#### [WHAT YOU ARE ASKED TO DO]
Edit the stretch of data from the line containing "Study the picture above. For each instance of the bush, find" through the line containing "Study the picture above. For each instance of the tree, find" so that "pavement path" becomes "paved walkway", leaving everything else unchanged. Return only those lines.

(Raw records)
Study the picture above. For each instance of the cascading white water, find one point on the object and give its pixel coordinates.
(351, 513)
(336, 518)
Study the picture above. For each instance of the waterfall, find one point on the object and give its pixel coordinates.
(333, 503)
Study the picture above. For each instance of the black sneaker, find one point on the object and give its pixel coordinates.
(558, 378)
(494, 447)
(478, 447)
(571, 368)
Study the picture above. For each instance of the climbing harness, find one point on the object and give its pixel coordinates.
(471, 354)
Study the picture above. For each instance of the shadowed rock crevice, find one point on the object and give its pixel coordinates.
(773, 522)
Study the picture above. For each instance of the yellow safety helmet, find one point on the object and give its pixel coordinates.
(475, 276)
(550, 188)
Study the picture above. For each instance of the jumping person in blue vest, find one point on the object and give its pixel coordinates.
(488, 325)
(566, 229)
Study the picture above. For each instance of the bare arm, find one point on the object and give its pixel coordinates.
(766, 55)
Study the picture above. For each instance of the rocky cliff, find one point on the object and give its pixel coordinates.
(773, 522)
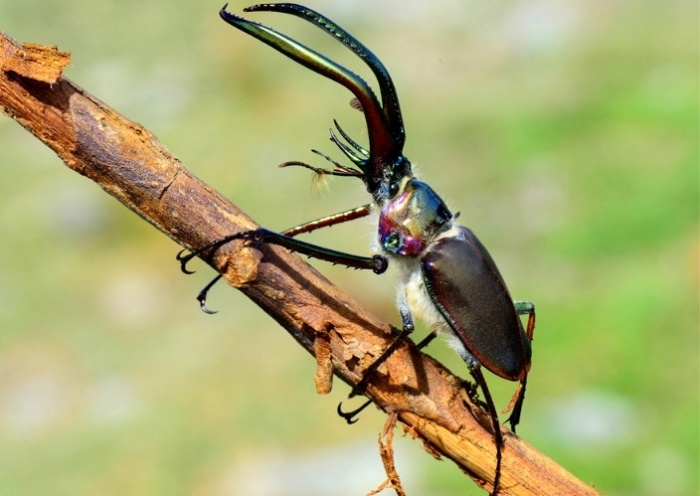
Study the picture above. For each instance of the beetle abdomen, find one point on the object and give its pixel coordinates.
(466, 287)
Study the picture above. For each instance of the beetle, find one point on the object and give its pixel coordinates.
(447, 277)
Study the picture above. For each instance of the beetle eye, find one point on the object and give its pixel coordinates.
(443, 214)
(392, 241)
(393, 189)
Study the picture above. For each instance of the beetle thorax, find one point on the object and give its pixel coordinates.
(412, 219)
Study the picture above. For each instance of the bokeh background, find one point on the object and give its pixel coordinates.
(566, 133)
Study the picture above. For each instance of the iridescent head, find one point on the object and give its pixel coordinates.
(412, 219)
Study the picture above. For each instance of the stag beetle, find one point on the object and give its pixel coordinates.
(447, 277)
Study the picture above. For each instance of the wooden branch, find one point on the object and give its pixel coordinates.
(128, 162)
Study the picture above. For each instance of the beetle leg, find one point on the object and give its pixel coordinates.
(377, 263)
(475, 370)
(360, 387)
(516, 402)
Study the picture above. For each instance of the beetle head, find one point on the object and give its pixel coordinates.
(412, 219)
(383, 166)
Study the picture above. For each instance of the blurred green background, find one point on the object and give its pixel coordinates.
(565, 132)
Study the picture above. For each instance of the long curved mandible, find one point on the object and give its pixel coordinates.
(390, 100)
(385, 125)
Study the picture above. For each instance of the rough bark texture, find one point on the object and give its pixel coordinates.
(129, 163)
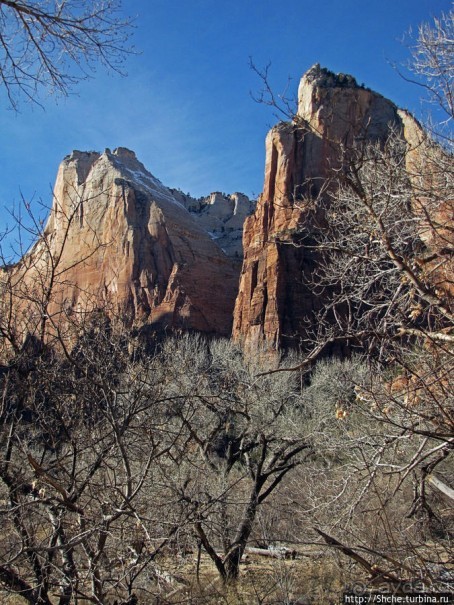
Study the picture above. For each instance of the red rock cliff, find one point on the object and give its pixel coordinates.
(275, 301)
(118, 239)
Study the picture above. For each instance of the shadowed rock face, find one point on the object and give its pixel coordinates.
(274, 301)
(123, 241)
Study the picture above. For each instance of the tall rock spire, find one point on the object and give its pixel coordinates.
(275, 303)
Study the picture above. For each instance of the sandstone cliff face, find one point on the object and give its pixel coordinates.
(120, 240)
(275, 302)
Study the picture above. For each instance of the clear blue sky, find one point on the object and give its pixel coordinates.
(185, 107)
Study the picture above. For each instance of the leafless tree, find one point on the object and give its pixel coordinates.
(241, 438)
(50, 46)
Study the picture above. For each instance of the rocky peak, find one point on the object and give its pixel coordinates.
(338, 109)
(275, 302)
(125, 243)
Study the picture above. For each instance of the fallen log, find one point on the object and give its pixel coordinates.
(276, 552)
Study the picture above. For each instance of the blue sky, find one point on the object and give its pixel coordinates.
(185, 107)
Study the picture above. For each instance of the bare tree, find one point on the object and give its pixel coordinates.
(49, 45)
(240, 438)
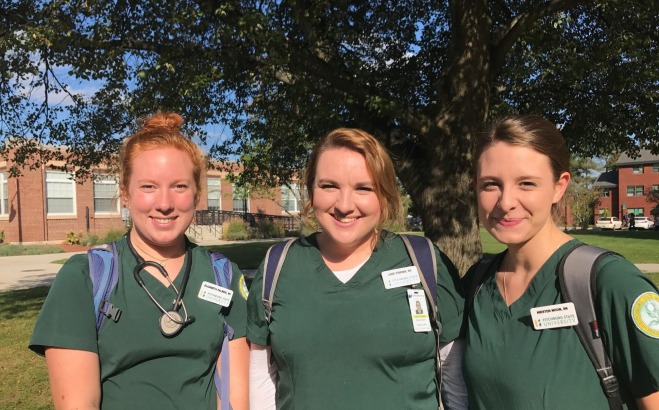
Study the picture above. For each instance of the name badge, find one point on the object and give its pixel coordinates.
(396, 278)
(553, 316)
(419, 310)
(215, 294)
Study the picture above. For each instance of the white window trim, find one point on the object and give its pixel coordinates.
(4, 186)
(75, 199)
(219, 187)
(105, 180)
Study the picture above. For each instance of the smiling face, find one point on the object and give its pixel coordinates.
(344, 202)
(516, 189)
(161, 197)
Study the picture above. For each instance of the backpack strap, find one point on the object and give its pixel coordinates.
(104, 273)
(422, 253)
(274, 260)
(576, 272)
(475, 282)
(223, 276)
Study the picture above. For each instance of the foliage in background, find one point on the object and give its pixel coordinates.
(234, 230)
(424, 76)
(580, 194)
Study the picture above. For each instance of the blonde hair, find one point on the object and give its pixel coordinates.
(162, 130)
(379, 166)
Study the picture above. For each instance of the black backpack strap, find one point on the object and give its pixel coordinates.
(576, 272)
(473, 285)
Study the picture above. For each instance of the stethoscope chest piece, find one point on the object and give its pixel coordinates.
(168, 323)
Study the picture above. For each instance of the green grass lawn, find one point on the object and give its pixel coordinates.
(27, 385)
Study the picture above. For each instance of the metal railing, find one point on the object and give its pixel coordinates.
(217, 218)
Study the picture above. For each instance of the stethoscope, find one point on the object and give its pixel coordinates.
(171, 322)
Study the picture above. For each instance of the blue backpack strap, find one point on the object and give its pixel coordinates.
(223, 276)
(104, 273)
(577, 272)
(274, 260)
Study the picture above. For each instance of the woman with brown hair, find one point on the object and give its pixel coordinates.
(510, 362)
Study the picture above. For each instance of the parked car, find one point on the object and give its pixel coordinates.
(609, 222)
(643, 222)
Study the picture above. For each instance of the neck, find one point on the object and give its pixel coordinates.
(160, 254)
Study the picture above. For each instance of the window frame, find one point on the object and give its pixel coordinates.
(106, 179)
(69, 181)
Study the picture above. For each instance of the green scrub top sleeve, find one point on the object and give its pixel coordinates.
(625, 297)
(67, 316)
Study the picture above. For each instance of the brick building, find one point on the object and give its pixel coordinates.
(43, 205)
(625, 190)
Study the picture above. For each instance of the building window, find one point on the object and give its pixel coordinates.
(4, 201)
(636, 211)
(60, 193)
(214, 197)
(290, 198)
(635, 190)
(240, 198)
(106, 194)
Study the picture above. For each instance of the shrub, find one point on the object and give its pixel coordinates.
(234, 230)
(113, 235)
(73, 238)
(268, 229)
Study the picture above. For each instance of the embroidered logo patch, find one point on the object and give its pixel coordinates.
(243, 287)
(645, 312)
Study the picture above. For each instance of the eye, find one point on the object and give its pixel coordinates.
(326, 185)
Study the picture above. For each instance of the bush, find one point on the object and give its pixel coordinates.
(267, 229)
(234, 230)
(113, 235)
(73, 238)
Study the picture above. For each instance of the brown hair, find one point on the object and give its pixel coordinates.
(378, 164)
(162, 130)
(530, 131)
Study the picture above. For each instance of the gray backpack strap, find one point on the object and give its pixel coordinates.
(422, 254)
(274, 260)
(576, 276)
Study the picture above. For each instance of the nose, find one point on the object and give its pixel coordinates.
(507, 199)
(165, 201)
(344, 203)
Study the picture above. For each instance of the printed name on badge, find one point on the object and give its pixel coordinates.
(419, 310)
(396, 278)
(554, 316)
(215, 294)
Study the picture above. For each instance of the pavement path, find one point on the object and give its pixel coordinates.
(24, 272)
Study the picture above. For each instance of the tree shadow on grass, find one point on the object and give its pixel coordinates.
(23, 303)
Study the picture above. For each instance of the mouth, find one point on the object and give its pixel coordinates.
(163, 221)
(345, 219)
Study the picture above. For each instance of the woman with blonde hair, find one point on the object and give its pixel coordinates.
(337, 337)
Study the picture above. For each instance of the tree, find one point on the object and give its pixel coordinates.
* * *
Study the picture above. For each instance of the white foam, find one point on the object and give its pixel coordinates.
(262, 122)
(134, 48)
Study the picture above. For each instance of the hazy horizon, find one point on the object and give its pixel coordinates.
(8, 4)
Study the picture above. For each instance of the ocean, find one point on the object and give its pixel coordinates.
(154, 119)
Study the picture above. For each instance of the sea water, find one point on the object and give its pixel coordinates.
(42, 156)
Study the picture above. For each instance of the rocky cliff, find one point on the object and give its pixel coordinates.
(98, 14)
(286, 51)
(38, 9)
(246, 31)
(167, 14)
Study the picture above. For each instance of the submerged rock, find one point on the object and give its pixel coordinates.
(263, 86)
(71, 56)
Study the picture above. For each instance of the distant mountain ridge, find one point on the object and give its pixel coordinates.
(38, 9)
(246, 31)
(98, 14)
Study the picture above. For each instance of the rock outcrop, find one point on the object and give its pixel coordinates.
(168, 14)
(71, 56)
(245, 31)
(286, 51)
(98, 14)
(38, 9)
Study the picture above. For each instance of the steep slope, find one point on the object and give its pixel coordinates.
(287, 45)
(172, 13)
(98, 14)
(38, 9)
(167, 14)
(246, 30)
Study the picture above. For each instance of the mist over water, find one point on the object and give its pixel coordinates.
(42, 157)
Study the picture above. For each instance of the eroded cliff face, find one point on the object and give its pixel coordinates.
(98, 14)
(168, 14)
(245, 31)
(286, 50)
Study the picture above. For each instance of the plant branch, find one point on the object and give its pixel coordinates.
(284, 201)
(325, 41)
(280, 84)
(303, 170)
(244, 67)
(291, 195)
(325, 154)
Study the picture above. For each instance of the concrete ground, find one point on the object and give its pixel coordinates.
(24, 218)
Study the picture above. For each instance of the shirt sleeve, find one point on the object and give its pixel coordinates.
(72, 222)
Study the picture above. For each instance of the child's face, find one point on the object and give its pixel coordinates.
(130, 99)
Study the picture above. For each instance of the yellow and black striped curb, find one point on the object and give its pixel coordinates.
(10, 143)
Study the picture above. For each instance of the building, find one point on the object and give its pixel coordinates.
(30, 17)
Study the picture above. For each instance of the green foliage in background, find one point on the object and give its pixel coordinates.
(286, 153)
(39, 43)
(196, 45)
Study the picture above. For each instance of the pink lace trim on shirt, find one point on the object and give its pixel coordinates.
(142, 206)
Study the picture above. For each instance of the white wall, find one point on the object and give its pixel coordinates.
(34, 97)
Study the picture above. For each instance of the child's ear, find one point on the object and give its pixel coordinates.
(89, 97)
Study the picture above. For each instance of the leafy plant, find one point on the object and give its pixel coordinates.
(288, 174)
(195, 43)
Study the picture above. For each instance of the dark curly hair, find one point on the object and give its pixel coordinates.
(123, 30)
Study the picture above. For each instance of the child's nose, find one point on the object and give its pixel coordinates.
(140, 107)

#### [RESULT OF THIS EXERCISE]
Study the picture above. For each instance of the bush, find one point on the object and give its pixel coordinates.
(267, 229)
(234, 230)
(113, 235)
(73, 238)
Study the picture above. For each instance of the brown hair, find one point on the object and give its pixel coordinates.
(378, 164)
(162, 130)
(530, 131)
Study the picture above. For each instance of the gray backpack strap, find one point on the object and give its pixel coordinates.
(422, 254)
(274, 260)
(576, 276)
Study the picture above. For each instance of the nose, find one point on the object and give its pixel coordinates.
(507, 199)
(165, 201)
(344, 203)
Study the picture above. For each instance of the printed name on badge, find one point on the object and give its pixel coordinates.
(419, 310)
(396, 278)
(554, 316)
(215, 294)
Study the picture above. For each instance of the paved walkway, find one point on the object and give its pixel coordinates.
(24, 272)
Study the picture above. For each instance of the tree shadow on grass, find one point on the object and give its pixel coordinates.
(23, 303)
Study the picture above. For each instance of the mouth, find one point on the object and give its pixel coordinates.
(163, 221)
(345, 219)
Study the picture above. For each instance of the woman with blonde hair, find one point on the object and give its pixel coordinates.
(337, 337)
Study the picture above. For each instance of the tree, find one point on the object and give its pixel coordinates.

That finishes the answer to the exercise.